- YOUR OBJECTIVE: Can you write out the records word for word, starting with the line that contains "Question. Place a dot on every instance of the metal pole" and going on through the end of the records, with the pictures left out?

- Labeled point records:
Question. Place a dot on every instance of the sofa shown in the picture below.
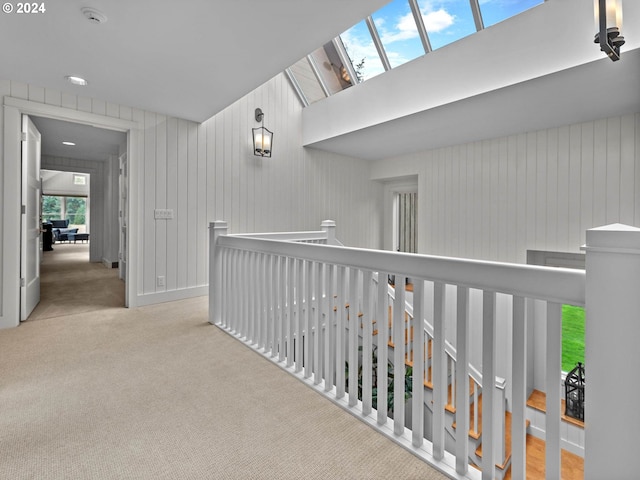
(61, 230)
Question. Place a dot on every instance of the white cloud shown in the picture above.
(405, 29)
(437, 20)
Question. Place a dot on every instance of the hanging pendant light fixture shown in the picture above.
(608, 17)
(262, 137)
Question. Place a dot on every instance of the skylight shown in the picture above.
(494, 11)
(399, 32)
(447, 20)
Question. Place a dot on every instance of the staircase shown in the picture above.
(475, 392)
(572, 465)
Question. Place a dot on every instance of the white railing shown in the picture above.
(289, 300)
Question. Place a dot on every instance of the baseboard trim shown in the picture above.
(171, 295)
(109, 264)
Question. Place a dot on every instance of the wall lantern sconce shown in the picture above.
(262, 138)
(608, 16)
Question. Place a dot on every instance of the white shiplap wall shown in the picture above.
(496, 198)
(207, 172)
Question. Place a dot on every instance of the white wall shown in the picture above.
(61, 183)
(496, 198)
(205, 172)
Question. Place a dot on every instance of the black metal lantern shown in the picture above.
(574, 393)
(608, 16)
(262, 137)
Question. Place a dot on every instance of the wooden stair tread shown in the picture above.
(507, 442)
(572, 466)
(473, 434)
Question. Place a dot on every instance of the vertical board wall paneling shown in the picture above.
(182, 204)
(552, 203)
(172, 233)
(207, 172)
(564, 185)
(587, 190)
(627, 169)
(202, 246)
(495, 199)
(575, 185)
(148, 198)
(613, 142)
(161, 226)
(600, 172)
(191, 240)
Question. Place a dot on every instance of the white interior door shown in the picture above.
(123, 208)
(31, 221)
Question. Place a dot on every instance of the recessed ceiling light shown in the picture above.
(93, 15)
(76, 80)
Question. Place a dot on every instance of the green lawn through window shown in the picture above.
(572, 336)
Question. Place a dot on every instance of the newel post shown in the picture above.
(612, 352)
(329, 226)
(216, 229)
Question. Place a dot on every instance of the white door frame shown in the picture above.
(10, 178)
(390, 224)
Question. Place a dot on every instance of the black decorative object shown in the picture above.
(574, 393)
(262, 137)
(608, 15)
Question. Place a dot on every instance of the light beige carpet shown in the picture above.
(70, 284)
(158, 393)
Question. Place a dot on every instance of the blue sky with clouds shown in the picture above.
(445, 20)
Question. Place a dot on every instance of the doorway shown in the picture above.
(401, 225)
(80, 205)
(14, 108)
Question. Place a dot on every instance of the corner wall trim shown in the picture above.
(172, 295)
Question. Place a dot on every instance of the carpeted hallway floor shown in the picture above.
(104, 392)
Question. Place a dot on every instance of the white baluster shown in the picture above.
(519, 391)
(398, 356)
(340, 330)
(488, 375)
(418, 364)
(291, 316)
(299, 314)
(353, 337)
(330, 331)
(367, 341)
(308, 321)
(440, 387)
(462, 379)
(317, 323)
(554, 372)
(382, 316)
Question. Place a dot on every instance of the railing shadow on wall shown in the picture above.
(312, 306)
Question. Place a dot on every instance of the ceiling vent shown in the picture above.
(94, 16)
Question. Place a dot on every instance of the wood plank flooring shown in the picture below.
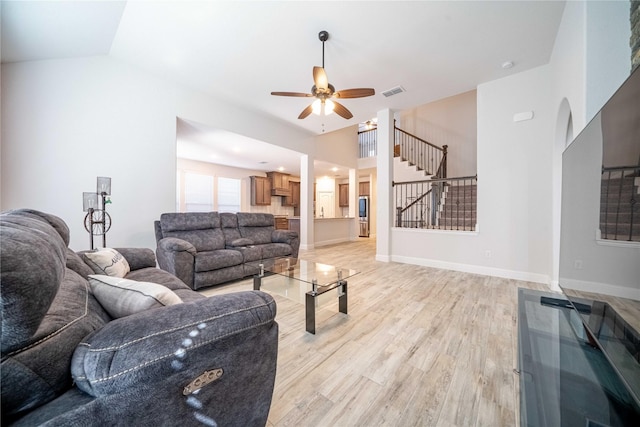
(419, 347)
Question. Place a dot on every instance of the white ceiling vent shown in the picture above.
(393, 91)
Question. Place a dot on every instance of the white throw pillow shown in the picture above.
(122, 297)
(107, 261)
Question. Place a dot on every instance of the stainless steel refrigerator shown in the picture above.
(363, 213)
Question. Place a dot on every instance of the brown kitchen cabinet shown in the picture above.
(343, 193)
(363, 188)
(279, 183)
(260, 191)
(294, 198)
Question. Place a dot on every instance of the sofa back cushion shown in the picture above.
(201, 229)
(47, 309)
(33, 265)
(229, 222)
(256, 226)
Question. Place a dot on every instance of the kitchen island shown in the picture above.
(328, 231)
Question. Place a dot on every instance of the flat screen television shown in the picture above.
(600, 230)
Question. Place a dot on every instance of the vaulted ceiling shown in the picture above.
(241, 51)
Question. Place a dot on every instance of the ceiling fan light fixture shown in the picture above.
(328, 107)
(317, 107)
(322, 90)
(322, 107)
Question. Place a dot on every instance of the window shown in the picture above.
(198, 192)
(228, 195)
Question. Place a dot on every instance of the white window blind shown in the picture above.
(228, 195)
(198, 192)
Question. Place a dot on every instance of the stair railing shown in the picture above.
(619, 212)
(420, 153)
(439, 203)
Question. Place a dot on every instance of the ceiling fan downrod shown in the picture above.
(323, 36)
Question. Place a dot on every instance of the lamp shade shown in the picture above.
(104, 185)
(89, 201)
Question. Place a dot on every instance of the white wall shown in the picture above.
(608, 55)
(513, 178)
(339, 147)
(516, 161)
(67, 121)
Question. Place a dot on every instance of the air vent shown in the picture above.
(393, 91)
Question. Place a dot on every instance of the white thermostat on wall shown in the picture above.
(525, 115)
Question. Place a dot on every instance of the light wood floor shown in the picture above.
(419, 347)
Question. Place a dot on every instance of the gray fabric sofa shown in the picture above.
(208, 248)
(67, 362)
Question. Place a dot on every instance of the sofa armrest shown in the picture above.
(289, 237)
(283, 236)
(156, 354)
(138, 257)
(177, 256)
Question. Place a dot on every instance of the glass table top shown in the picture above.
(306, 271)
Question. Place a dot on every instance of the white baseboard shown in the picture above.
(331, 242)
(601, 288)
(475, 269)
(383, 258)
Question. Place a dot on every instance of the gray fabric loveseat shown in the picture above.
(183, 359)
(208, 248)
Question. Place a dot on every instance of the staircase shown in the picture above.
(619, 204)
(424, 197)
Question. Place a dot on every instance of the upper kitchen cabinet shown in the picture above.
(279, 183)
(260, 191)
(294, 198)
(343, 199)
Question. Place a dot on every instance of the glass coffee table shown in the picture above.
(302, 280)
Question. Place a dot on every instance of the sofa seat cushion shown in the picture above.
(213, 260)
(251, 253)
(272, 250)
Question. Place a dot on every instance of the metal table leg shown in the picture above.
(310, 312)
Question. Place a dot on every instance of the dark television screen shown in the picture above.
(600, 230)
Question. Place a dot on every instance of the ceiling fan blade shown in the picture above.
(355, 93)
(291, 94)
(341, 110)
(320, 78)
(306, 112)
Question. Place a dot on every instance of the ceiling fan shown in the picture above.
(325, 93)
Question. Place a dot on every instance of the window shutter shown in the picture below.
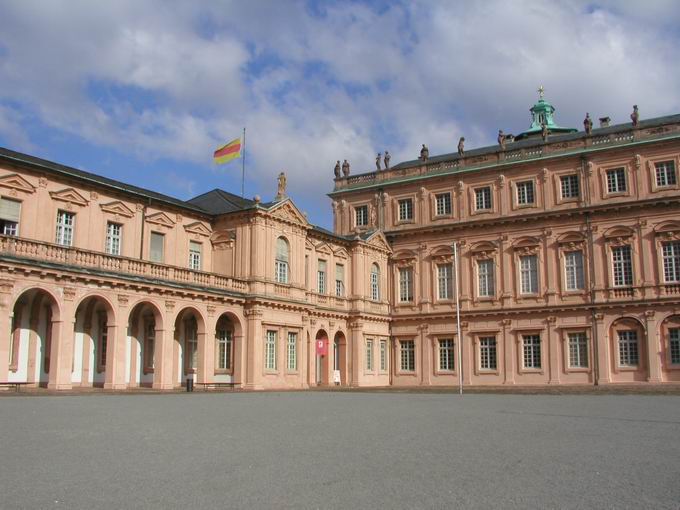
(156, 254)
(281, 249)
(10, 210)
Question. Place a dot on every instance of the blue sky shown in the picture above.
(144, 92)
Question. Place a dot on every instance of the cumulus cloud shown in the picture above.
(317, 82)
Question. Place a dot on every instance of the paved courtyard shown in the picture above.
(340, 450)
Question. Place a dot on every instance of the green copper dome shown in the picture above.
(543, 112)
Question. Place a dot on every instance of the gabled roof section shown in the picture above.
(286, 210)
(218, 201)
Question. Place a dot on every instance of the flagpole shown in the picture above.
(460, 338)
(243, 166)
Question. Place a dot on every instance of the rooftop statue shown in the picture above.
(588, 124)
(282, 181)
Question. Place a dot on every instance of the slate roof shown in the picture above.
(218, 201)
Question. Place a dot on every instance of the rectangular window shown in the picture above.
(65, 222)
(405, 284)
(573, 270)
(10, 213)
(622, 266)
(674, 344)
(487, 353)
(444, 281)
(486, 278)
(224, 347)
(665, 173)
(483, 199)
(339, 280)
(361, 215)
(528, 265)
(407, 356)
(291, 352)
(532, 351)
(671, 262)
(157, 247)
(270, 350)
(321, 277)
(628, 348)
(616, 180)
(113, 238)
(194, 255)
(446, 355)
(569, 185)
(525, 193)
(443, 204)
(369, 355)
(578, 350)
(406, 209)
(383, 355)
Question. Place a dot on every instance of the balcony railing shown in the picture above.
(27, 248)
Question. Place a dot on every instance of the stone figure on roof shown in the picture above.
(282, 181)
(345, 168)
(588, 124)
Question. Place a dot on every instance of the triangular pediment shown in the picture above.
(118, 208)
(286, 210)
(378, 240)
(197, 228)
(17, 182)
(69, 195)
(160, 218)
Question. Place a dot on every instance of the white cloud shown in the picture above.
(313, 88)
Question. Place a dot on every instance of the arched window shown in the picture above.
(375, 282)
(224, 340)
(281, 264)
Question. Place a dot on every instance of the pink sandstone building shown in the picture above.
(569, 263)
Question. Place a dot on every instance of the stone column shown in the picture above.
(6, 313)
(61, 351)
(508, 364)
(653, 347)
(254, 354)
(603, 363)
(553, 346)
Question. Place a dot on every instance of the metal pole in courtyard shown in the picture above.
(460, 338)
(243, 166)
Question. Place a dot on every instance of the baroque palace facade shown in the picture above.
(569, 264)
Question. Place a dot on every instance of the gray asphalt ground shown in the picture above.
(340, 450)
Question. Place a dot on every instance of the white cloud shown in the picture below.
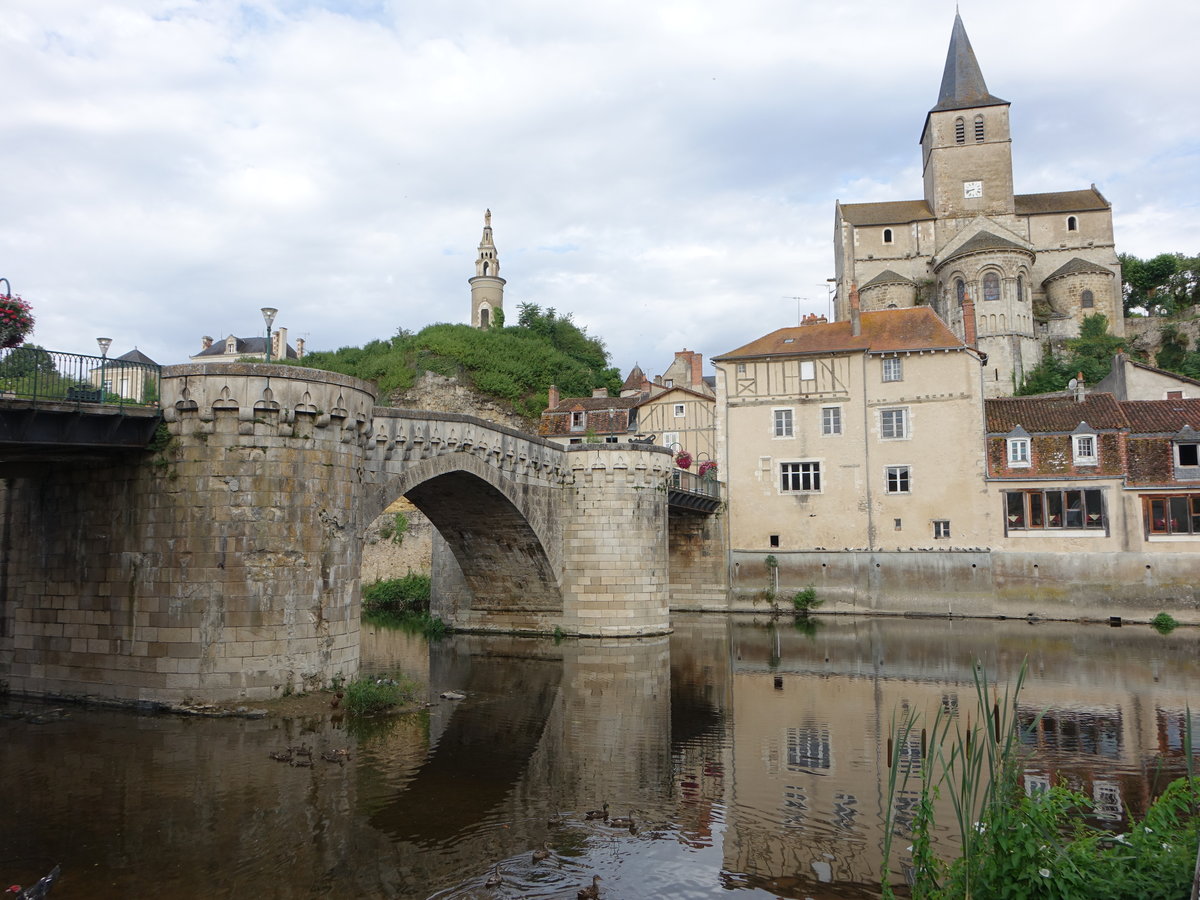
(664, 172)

- FINAL RESULT:
Question. Place a dot on every instance of the metal pole in courtyard shown in the picture above.
(460, 338)
(243, 166)
Question. Place a dot on every instance of the baroque palace facade shown in the picture above.
(569, 264)
Question. Place a dot on every instance of the gray asphalt ground shown in the picture above.
(340, 450)
Question. Place a dot on every instance of the white cloud shown in the picture below.
(664, 172)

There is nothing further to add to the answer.